▶ [Prompt]:
Go to the line containing "Query: deep neckline" in the records below and print it and every following line exactly, on through the line containing "# each result a point per instance, shaped like [(139, 12)]", then stop.

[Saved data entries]
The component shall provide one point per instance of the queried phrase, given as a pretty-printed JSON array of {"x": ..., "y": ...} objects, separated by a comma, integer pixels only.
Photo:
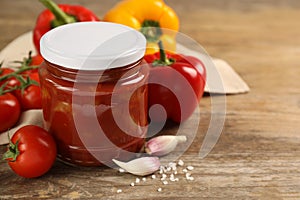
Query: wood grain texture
[{"x": 258, "y": 153}]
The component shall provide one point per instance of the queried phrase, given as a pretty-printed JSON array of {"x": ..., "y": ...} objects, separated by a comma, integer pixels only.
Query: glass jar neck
[{"x": 91, "y": 76}]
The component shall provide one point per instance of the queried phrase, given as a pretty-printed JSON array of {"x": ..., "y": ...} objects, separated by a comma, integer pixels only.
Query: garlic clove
[
  {"x": 140, "y": 166},
  {"x": 164, "y": 144}
]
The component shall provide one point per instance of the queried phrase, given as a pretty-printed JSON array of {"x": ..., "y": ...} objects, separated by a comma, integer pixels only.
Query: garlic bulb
[
  {"x": 141, "y": 166},
  {"x": 164, "y": 144}
]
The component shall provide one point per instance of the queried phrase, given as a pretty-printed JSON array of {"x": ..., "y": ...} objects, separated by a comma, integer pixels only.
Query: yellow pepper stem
[{"x": 151, "y": 30}]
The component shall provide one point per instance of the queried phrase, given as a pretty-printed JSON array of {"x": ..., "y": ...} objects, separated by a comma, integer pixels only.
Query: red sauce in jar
[{"x": 95, "y": 115}]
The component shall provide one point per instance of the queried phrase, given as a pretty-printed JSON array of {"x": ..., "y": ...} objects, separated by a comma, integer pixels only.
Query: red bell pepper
[
  {"x": 176, "y": 82},
  {"x": 57, "y": 15}
]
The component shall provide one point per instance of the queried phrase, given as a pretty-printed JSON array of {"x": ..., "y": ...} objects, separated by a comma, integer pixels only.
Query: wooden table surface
[{"x": 258, "y": 153}]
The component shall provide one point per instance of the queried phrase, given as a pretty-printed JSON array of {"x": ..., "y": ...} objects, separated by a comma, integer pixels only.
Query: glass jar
[{"x": 94, "y": 91}]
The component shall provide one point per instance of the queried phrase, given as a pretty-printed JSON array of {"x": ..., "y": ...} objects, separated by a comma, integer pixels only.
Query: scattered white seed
[
  {"x": 180, "y": 163},
  {"x": 137, "y": 180},
  {"x": 163, "y": 177},
  {"x": 121, "y": 170},
  {"x": 119, "y": 191},
  {"x": 165, "y": 182}
]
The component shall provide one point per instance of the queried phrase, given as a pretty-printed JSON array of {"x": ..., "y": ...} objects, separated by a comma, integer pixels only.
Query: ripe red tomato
[
  {"x": 10, "y": 111},
  {"x": 34, "y": 151},
  {"x": 31, "y": 98}
]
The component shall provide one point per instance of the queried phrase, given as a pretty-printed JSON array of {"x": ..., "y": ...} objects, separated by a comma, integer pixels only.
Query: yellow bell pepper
[{"x": 153, "y": 18}]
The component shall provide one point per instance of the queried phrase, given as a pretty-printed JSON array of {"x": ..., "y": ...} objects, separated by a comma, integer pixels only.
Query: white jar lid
[{"x": 92, "y": 45}]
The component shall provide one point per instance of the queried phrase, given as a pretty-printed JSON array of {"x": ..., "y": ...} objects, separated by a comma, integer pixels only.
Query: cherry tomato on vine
[
  {"x": 31, "y": 152},
  {"x": 10, "y": 111}
]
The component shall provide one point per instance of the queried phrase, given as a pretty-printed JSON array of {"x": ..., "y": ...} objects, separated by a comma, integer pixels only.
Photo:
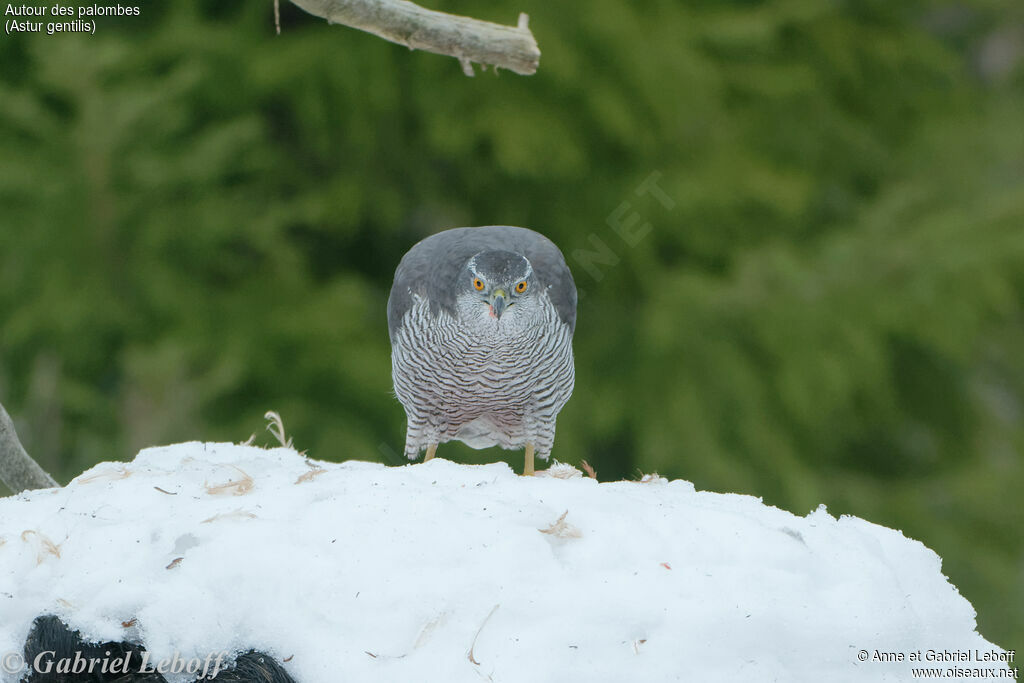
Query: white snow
[{"x": 363, "y": 572}]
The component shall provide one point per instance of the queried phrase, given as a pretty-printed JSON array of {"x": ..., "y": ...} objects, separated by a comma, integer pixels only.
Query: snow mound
[{"x": 451, "y": 572}]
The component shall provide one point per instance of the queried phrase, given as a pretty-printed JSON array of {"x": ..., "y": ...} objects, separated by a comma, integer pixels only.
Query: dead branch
[
  {"x": 466, "y": 39},
  {"x": 17, "y": 470}
]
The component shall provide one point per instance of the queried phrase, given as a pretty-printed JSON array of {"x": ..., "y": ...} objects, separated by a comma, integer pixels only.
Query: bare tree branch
[
  {"x": 466, "y": 39},
  {"x": 17, "y": 470}
]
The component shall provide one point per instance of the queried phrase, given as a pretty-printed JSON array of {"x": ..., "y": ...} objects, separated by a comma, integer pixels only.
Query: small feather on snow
[
  {"x": 240, "y": 487},
  {"x": 562, "y": 528},
  {"x": 43, "y": 545}
]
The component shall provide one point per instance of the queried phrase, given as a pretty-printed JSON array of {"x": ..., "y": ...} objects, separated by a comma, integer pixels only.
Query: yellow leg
[{"x": 527, "y": 468}]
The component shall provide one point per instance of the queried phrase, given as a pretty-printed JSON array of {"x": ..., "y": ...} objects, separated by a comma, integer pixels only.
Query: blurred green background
[{"x": 200, "y": 220}]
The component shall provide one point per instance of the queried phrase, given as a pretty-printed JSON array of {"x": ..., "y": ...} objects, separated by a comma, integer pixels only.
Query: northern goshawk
[{"x": 481, "y": 323}]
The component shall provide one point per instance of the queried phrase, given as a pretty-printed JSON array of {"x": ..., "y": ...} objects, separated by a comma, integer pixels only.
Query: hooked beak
[{"x": 498, "y": 303}]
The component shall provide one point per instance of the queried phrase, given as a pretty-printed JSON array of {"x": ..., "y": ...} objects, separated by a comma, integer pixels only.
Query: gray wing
[{"x": 430, "y": 268}]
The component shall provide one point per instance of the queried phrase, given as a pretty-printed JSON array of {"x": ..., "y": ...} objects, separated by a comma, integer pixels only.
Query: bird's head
[{"x": 498, "y": 287}]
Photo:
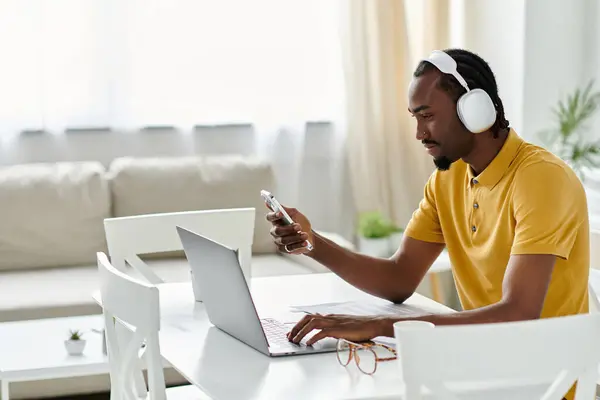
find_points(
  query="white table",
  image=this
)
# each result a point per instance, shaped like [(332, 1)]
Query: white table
[(225, 368), (34, 350)]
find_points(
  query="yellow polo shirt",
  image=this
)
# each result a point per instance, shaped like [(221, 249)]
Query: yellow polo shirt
[(527, 201)]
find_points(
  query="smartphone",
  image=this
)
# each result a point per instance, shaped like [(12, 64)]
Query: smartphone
[(274, 205)]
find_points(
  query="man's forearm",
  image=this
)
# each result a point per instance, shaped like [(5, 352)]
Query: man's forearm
[(381, 277), (499, 312)]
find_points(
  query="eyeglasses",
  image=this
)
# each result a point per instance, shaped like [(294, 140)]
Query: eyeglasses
[(365, 354)]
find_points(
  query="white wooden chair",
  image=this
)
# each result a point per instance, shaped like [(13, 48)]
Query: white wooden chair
[(538, 359), (132, 317), (127, 237)]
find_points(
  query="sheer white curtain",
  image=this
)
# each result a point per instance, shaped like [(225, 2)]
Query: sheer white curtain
[(128, 64), (132, 63)]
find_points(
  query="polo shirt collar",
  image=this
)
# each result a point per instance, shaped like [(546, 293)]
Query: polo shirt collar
[(492, 174)]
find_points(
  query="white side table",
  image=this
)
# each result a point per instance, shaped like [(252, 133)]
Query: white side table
[(34, 350)]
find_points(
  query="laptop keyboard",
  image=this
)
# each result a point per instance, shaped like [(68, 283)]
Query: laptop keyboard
[(276, 332)]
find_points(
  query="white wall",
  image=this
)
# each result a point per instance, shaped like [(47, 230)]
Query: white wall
[(540, 50), (494, 29)]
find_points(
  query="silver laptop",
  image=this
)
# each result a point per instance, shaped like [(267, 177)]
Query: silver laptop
[(228, 301)]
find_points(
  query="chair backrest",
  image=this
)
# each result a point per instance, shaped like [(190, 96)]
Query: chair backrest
[(594, 288), (548, 353), (131, 311), (127, 237)]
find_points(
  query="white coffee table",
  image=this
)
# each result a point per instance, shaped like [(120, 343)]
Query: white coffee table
[(34, 350)]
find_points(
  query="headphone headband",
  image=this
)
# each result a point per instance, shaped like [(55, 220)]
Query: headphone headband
[(446, 64), (475, 108)]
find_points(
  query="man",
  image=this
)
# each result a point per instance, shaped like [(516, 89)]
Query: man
[(512, 215)]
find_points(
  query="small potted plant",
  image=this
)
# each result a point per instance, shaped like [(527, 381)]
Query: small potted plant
[(75, 344), (373, 234)]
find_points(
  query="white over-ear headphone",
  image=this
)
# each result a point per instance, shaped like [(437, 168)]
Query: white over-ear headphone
[(475, 108)]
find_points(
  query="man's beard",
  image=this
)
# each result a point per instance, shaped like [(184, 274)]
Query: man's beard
[(442, 163)]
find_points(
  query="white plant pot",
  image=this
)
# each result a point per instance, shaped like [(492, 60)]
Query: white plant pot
[(395, 240), (379, 247), (75, 347)]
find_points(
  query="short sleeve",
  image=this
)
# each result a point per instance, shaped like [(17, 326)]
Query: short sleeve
[(425, 223), (549, 206)]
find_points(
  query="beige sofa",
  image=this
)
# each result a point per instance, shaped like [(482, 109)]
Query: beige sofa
[(52, 223), (52, 227)]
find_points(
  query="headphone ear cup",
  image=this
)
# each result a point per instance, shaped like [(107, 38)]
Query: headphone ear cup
[(476, 110)]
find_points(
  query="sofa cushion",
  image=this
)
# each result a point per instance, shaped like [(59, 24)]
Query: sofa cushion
[(52, 214), (157, 185), (51, 292)]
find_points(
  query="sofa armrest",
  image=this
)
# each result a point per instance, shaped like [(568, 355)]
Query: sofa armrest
[(313, 265)]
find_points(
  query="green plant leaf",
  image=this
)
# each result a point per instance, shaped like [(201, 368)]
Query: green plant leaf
[(571, 114)]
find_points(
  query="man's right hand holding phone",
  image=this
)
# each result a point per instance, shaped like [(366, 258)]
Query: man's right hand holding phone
[(291, 238)]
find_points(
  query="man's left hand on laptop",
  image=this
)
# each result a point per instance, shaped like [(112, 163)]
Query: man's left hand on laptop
[(350, 327)]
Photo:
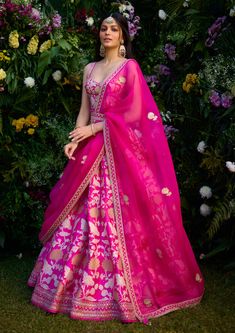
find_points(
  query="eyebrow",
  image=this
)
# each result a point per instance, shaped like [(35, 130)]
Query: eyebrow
[(110, 25)]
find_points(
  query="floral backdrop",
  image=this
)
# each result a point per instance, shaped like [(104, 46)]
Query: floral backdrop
[(186, 51)]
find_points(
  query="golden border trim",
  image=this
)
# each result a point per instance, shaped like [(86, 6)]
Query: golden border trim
[(75, 197)]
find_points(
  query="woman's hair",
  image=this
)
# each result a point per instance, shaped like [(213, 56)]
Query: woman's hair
[(123, 24)]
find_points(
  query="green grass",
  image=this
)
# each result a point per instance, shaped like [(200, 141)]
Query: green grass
[(215, 314)]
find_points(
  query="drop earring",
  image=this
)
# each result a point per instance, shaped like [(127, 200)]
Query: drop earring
[(122, 49), (102, 51)]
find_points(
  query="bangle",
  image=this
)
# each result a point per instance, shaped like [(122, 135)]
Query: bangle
[(92, 130)]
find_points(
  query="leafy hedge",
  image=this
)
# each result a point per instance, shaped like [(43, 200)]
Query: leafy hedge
[(186, 50)]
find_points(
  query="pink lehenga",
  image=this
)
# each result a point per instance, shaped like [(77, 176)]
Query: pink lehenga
[(114, 242)]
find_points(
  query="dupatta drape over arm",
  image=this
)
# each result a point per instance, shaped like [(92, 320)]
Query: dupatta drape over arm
[(160, 268), (161, 271)]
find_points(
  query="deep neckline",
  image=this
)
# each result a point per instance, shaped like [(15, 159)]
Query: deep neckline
[(109, 75)]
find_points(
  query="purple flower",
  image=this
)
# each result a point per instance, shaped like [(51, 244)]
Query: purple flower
[(35, 15), (151, 79), (164, 70), (216, 26), (169, 49), (226, 101), (56, 21), (215, 98), (169, 131), (214, 31)]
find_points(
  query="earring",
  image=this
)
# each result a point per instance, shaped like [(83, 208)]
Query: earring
[(102, 51), (122, 49)]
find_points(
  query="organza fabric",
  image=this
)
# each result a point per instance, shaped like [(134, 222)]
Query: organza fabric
[(160, 269)]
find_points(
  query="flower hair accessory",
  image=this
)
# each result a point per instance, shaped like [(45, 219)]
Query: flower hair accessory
[(109, 19)]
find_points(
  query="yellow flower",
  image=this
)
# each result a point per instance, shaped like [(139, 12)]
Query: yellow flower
[(31, 131), (33, 45), (31, 120), (18, 123), (3, 57), (2, 74), (14, 39), (190, 81), (45, 46), (186, 87)]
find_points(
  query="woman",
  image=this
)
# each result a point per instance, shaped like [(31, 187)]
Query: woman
[(114, 243)]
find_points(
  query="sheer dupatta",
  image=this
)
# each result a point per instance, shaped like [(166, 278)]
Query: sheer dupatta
[(160, 268)]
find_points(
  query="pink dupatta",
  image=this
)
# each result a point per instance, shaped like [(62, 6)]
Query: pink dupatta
[(160, 268)]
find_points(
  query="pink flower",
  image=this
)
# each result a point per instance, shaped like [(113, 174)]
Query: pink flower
[(215, 98), (226, 101)]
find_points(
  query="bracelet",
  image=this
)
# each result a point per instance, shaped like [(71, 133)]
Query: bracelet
[(92, 130)]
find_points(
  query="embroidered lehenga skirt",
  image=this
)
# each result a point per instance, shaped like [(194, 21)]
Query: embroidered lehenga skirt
[(79, 270)]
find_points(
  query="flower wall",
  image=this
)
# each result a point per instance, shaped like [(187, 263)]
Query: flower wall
[(186, 51)]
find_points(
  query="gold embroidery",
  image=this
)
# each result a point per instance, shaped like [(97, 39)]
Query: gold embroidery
[(84, 157), (111, 212), (77, 259), (94, 212), (94, 263), (126, 199), (119, 264), (166, 191), (152, 116), (107, 265), (147, 302), (159, 253), (122, 79), (198, 278), (75, 198)]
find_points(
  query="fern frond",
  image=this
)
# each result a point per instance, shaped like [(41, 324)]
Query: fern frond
[(223, 212)]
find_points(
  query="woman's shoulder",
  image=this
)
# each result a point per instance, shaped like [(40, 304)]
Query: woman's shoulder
[(89, 66), (132, 63)]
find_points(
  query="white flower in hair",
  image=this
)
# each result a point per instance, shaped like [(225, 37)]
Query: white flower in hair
[(205, 210), (205, 192)]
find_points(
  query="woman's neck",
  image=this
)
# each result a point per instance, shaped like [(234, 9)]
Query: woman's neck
[(111, 55)]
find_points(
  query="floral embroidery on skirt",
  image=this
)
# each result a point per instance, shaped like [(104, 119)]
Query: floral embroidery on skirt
[(79, 270)]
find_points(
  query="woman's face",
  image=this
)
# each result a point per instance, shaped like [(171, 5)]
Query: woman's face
[(110, 33)]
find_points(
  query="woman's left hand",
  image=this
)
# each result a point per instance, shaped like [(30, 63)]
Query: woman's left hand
[(81, 133)]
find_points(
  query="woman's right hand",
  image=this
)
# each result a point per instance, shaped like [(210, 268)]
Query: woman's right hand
[(69, 150)]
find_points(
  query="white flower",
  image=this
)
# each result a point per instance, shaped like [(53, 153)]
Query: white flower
[(231, 166), (129, 7), (201, 147), (122, 8), (205, 210), (162, 14), (205, 192), (232, 12), (29, 82), (185, 4), (90, 21), (57, 75), (127, 16)]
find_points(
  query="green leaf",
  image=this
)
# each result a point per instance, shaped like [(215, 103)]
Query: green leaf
[(47, 74), (44, 61), (2, 239), (64, 44)]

▶ [Result]:
Query: deep neckline
[(109, 75)]
find_points(
  query="purple flower",
  image=this
)
# each result a point per instance, shaped like [(51, 244)]
Query: purple flower
[(35, 15), (151, 79), (164, 70), (216, 26), (169, 49), (226, 101), (56, 21), (215, 98), (169, 131), (214, 31)]
find_points(
  query="earring",
  image=this
)
# each result a point per instance, shaped like [(83, 208)]
Query: earring
[(102, 51), (122, 49)]
find_points(
  query="organza fabric",
  image=this
)
# each result a point per instance, shaped like [(134, 222)]
Query: organza fabric
[(160, 269)]
find_points(
  query="flower hair accessory",
  image=this
)
# each result a point per instance, shaped like [(45, 219)]
Query: flower hair accessory
[(109, 19)]
find_points(
  query="yellow flower",
  image=this
)
# each result a point per instance, shaped like [(139, 12)]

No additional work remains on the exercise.